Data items
******
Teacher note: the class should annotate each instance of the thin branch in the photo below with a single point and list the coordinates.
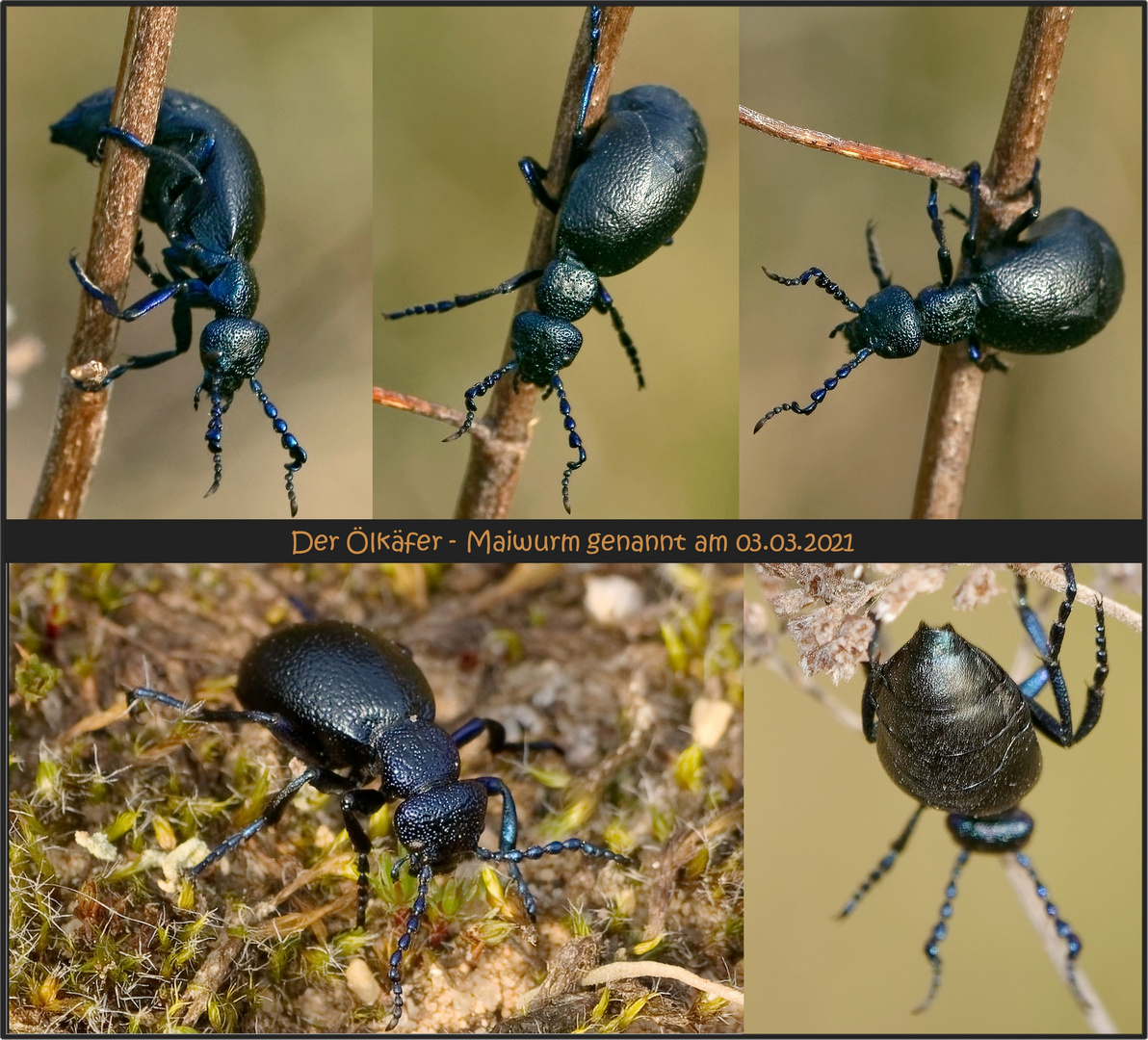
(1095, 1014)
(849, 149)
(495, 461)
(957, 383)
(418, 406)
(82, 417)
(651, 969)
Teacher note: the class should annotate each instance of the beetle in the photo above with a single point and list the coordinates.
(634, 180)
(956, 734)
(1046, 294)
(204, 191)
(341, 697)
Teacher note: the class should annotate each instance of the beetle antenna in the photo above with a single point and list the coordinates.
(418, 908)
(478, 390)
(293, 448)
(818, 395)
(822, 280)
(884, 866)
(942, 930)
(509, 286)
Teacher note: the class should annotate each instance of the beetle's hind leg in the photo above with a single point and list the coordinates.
******
PROBLEM |
Return all the records above line for line without any changes, leaving out the pictures.

THE OUTPUT |
Teacher note: the class should annotate each instance of the thin branch in the photo below with a single point and list the coordinates.
(1095, 1014)
(849, 149)
(495, 461)
(957, 383)
(418, 406)
(82, 417)
(651, 969)
Teacher note: the class should annotate each instance of the beetle in the photo above with a single point and list the coordinates.
(634, 180)
(956, 734)
(1046, 294)
(204, 191)
(341, 697)
Teacher note: the class should annotate each instance of the beetle antenna in the photo above with a single point and list the coordinates.
(418, 908)
(478, 390)
(293, 448)
(818, 395)
(822, 280)
(884, 866)
(942, 930)
(509, 286)
Teacher note: the class should annotate each instance of the beetle's hind leg in the photo above with a single point and list the coordinates.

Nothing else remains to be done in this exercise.